**What you will do:**
1: For each statement, say whether it agrees with the passage on GPT-4 and medical bias, answering yes or no and quoting the words from the passage that decide it. (a) The researchers reached GPT-4 through the Azure OpenAI application interface. (b) The clinical vignettes came only from published research on implicit bias in healthcare. (c) The study looked at five potential clinical applications of large multimodal language models.
2: Write the next part of the passage on GPT-4 and medical bias, starting after its final sentence.

**Passage for review:**
====

In a series of experiments funded by Priscilla Chan and Mark Zuckerberg, researchers discovered that GPT-4 inadequately represented the demographic diversity of medical conditions, generating clinical vignettes that perpetuated stereotypes based on demographics – raising concerns about the use of GPT-4 for clinical decision support.
The researchers assessed whether GPT-4 encoded racial and gender biases by using the Azure OpenAI application interface. They examined the impact of these biases on four potential clinical applications of large multimodal language models: medical education, diagnostic reasoning, clinical plan generation, and subjective patient assessment.
Various prompts, designed to simulate typical use of GPT-4 in clinical and medical education applications, were tested. Additionally, clinical vignettes were drawn from NEJM Healer and published research on implicit bias in healthcare.
The differential diagnoses formulated by GPT-4 for standardised clinical vignettes were more prone to including diagnoses that perpetuated racial, ethnic, and gender stereotypes.

====

**Data for review:**
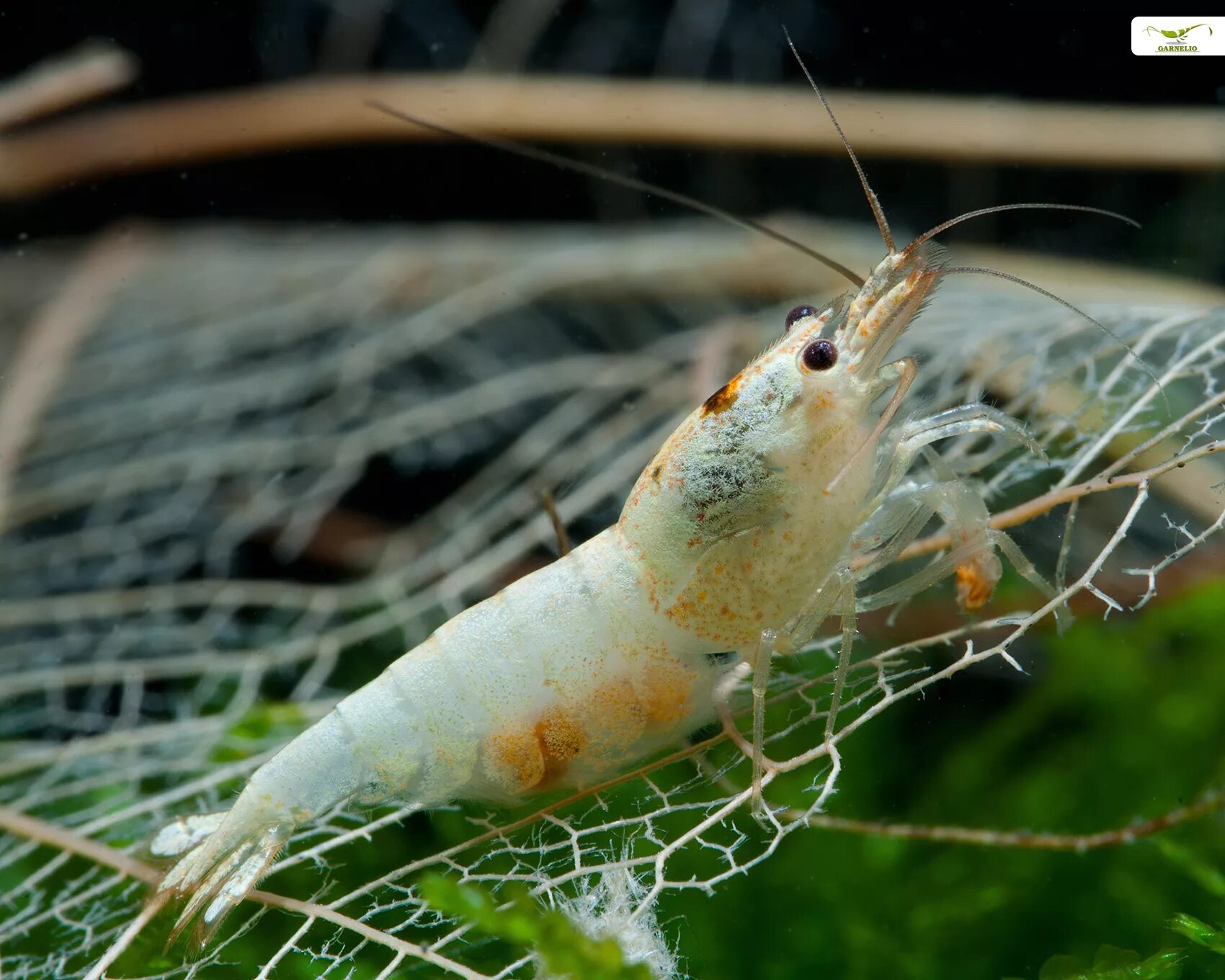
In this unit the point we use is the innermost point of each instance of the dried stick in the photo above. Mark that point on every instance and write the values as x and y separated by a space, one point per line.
334 110
49 342
64 81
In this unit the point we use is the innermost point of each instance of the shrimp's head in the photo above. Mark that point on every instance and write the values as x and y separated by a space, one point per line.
838 355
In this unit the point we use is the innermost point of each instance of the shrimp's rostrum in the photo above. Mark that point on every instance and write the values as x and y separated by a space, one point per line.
751 525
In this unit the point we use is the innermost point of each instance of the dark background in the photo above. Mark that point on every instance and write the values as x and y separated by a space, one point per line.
1004 52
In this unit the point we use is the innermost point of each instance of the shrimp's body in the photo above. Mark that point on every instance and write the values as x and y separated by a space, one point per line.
739 538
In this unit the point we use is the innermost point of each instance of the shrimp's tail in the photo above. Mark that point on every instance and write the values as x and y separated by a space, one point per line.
216 873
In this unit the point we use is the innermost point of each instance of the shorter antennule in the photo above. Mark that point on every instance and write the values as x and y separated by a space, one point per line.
878 211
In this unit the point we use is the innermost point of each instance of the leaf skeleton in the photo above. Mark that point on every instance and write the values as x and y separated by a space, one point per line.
749 528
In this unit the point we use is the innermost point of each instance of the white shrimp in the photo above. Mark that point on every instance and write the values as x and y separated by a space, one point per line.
739 535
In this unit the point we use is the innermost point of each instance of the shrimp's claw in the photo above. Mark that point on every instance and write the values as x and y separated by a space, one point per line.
217 873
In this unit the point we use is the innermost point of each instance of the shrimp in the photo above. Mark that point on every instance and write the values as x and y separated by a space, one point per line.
739 535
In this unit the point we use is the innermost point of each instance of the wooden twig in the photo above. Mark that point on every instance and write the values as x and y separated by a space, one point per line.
1025 839
47 348
64 81
70 842
334 110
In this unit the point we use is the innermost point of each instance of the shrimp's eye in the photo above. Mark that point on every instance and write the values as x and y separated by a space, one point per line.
820 355
799 313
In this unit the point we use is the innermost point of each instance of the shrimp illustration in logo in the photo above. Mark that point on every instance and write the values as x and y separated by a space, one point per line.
1177 37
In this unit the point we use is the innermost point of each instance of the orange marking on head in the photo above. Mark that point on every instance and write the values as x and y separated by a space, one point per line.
973 588
723 398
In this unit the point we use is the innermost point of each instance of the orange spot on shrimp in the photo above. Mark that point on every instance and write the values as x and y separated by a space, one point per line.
723 398
615 718
514 760
973 588
560 738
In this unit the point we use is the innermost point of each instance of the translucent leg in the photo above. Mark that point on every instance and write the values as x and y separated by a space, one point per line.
766 645
847 612
1025 569
837 593
956 422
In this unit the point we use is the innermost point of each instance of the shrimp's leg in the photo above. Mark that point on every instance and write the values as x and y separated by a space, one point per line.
837 593
953 422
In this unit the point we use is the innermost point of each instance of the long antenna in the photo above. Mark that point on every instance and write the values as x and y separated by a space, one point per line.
968 215
878 212
1077 310
633 183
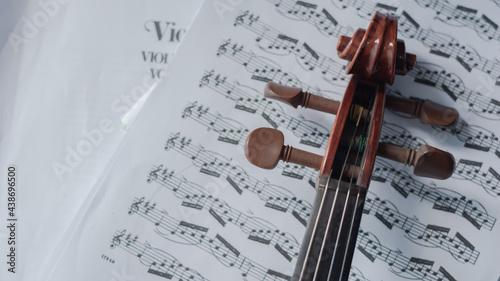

====

**Answers given:**
1:
(a) Yes: "by using the Azure OpenAI application interface"
(b) No: "clinical vignettes were drawn from NEJM Healer and published research on implicit bias in healthcare"
(c) No: "four potential clinical applications of large multimodal language models"

2:
While GPT-4 holds the potential to be transformative in enhancing healthcare delivery, the study published in The Lancet Digital Health highlighted, its inclination to encode societal biases raises significant concerns regarding its suitability for use in clinical decision support.
In particular, providing biased information to clinicians might perpetuate or amplify disparities through automation biases, while evidence was also found that GPT-4 perpetuates stereotypes about demographic groups when providing diagnostic and treatment recommendations.
The research findings underscore the necessity for targeted bias evaluations, effective mitigation strategies, and a strong emphasis on transparency in model training and data sourcing before the integration of LMM tools such as GPT-4 into clinical care.